-- Begin SOURCE DOCUMENT --

Hear, hear, Carmen!!

lisa

While I do think that how our children turn our has someting to do with how their raised, I think that too much is made over breast/bottle etc, with the unwelcome consequence of making moms feel guilty whatever their choice. Mostly we're all doing the best we can on not enough sleep!

lisa

I knew I should have proofread for spelling and grammar. Typing too fast! Sorry!

Mary @ A Simple Twist of Faith

I did not nursing my children. They came to me through the miracle of adoption, each with much emotional baggage. Parenting is about hope. The end results don’t always equal the time and effort you put into it. Because in the end, children are their own persons, free to choose. They are not yours; they are on loan from God. They will accept God's free gift of grace or not. Their future successes and failures are not yours, they will be theirs.

Joelle

Awesome! Your's is definitely one of the best responses I've read to the inflammatory cover shot!

Tara

I saw the cover of Time magazine and thought that the mother made a poor decision for her kid that will have long term effects. I find myself wanting her to show some modesty and discretion.

My parenting technique was the opposite of what you did - I hated breastfeeding, my kids slept in their crib, I used disposable diapers, they were off the bottle and binky by 12 months - and I have no regrets. I know I absolutely did the right thing for us. I used my best judgment. And my kids turned out just fine. It is a total crap shoot.

-- End SOURCE DOCUMENT --

> EXERCISE DESCRIPTION: According to the comment thread, by what age were Tara's kids off the bottle and binky?

-- Begin DATASET --

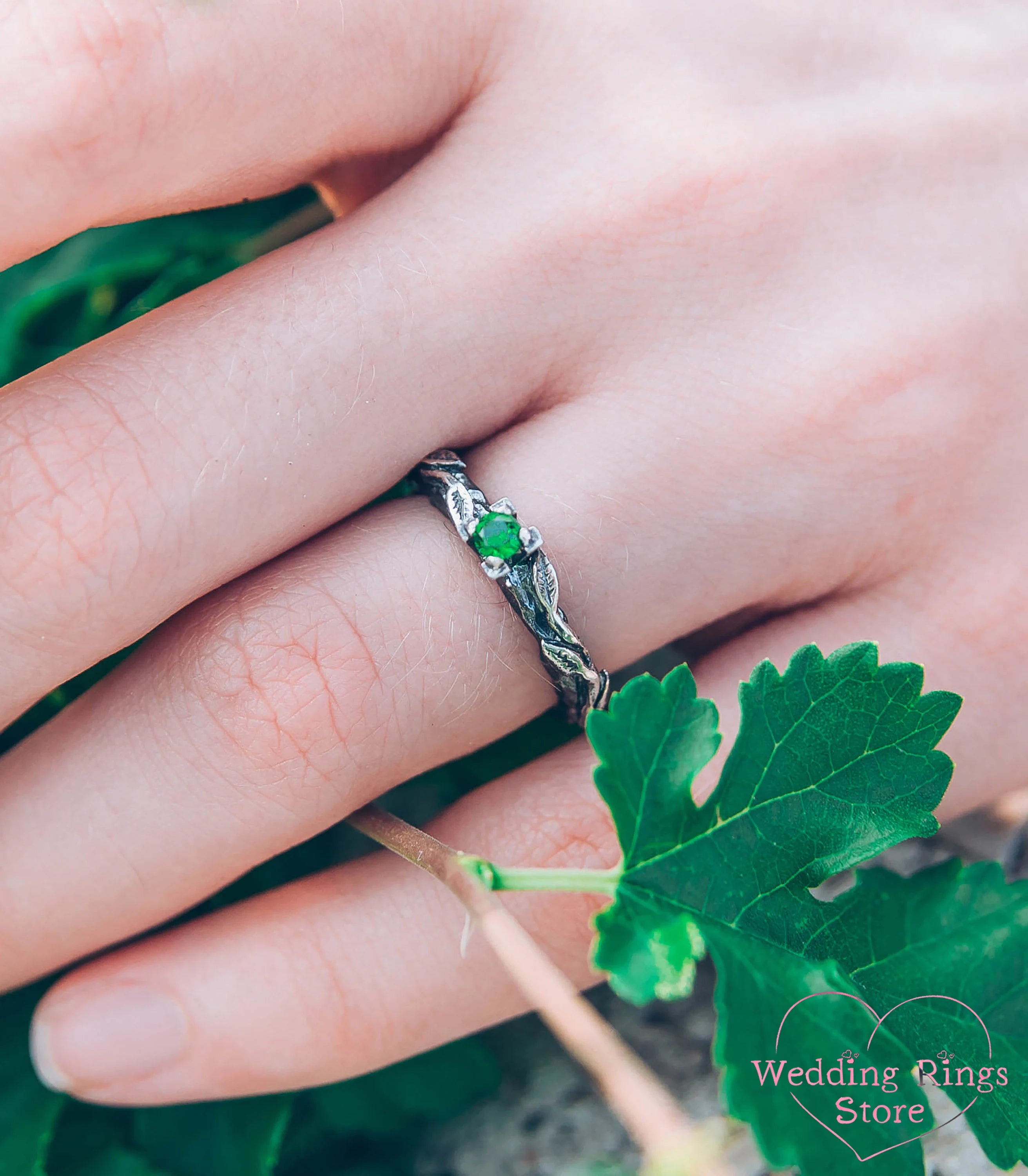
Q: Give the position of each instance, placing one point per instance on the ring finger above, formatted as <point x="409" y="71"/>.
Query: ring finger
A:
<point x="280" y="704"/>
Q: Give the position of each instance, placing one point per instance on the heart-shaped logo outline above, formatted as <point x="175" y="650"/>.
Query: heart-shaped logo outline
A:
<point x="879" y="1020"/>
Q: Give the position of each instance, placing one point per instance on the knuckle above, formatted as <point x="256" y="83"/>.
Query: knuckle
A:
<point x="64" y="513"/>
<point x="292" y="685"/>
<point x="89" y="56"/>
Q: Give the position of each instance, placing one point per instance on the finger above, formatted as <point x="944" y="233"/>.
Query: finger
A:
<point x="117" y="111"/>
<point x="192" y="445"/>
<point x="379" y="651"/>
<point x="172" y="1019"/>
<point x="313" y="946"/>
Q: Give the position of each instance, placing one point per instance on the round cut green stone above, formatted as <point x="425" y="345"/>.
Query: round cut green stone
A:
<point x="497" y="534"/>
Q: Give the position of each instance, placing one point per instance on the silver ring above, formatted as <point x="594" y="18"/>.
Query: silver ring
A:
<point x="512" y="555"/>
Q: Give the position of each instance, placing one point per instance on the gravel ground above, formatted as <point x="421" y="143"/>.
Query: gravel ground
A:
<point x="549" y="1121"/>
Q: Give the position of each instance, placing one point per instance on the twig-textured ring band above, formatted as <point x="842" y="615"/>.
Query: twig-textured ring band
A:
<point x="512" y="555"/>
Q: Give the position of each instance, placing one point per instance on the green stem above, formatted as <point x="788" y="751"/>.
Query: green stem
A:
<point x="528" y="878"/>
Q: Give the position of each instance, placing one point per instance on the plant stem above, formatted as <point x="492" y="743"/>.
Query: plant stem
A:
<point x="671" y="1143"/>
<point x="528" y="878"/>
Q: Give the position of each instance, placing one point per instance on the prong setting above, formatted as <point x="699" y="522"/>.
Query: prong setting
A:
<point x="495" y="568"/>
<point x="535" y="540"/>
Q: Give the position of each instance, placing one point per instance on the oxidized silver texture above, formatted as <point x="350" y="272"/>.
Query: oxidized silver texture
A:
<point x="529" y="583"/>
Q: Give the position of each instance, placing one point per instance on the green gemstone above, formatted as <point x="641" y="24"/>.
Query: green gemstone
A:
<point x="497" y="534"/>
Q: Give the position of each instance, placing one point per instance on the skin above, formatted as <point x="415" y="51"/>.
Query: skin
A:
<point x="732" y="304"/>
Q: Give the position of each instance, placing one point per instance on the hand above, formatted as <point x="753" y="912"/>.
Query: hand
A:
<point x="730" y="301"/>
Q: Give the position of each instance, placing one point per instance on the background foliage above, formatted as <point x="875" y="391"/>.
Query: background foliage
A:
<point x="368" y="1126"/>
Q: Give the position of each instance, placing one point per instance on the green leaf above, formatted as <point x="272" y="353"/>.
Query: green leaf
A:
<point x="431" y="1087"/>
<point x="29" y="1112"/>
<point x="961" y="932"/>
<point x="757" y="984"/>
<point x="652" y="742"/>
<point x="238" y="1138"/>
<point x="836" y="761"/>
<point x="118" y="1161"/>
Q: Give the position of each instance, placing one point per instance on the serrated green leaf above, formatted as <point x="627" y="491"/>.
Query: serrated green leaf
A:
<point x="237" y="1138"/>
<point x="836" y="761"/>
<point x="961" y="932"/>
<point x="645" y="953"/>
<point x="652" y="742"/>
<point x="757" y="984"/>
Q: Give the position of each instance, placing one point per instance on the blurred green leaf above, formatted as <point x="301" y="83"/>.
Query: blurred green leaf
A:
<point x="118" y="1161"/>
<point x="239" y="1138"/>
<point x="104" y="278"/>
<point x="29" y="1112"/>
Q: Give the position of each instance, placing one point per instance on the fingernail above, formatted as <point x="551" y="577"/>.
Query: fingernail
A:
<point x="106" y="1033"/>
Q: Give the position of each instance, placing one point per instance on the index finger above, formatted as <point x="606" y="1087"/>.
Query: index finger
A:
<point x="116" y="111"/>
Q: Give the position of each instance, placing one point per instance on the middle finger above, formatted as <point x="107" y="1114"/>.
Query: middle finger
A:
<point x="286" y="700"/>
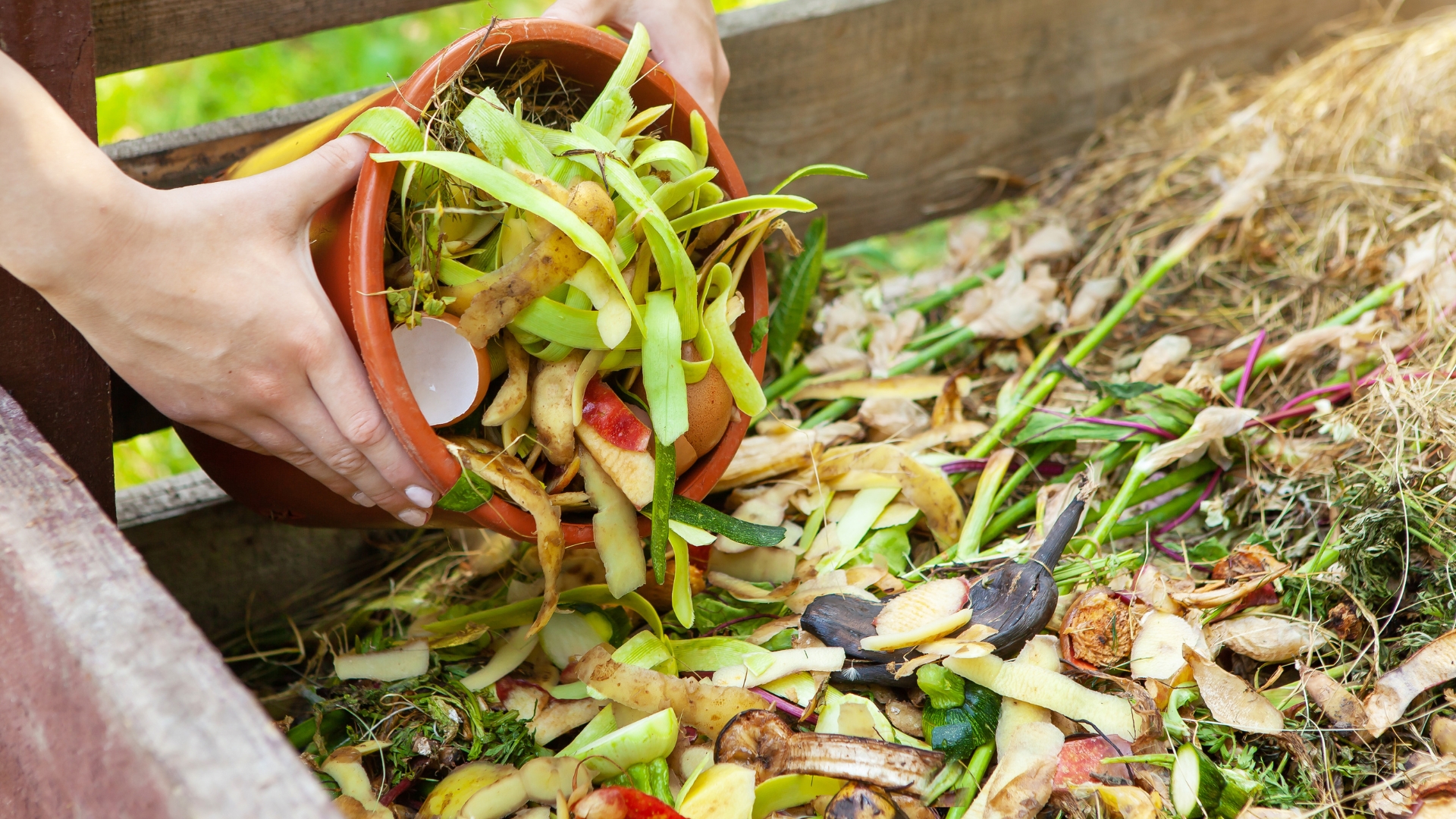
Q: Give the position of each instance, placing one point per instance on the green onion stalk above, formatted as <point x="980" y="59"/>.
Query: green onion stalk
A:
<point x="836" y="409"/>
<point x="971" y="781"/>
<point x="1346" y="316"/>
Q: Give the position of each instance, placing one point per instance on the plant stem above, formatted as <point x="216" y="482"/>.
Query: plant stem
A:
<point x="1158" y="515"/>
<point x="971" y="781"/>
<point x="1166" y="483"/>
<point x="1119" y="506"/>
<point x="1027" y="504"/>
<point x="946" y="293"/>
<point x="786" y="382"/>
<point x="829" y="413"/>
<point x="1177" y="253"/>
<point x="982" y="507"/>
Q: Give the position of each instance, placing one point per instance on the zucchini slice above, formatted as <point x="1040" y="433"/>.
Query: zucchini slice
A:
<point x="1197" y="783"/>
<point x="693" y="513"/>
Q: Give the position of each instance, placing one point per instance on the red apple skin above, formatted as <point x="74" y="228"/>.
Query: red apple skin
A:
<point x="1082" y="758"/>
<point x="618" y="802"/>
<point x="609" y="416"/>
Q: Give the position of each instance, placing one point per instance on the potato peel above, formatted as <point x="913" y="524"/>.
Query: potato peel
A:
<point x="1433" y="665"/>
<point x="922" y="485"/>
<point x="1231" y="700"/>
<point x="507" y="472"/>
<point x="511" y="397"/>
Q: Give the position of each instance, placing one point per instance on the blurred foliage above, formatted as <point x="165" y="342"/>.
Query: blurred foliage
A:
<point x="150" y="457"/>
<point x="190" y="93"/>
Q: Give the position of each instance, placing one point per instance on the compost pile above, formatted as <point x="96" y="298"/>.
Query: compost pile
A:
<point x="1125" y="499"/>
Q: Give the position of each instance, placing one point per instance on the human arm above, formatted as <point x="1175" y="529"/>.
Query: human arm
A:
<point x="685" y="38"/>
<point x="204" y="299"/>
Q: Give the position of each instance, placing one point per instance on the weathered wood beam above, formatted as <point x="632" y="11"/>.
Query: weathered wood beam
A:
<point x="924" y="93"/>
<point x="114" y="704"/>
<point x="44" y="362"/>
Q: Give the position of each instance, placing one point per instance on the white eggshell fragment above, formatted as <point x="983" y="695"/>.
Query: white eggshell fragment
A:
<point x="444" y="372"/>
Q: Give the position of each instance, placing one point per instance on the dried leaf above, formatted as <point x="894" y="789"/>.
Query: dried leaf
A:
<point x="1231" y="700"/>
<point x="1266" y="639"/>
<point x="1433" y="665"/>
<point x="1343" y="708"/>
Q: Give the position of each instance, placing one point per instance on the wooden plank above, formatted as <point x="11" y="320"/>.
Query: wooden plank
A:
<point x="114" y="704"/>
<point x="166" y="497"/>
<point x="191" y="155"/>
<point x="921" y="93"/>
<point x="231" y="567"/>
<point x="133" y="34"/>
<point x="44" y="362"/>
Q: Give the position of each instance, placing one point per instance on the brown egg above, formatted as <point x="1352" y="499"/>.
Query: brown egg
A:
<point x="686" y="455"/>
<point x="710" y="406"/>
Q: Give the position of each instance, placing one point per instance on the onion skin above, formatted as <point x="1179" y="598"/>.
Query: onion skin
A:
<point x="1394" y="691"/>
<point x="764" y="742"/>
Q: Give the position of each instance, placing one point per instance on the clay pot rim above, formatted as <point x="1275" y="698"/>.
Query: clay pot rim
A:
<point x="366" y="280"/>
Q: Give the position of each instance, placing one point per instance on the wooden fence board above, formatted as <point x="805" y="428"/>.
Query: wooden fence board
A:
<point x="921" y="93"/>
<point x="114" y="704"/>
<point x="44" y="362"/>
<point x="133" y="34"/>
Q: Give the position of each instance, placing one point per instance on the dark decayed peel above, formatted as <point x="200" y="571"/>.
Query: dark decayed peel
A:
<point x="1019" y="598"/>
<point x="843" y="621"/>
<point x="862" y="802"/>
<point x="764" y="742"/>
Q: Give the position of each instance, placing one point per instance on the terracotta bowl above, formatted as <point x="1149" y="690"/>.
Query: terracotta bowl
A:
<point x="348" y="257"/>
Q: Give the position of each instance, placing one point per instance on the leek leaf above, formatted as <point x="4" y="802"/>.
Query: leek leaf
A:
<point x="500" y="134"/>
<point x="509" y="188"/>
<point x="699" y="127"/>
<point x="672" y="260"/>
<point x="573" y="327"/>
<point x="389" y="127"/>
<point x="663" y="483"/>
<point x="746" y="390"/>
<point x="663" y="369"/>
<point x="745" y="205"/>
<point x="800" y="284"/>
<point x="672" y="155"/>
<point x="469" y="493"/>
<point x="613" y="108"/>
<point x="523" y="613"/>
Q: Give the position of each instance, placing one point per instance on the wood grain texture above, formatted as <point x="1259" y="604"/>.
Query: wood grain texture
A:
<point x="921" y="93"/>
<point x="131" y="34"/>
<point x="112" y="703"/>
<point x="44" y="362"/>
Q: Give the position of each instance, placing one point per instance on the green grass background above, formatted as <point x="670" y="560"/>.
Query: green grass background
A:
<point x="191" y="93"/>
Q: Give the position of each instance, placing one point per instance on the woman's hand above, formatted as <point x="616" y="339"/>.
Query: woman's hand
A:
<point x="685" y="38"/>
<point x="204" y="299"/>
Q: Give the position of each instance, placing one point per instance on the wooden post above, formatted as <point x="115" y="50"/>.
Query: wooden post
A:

-- End DATASET --

> EXERCISE SOLUTION: By 12 months.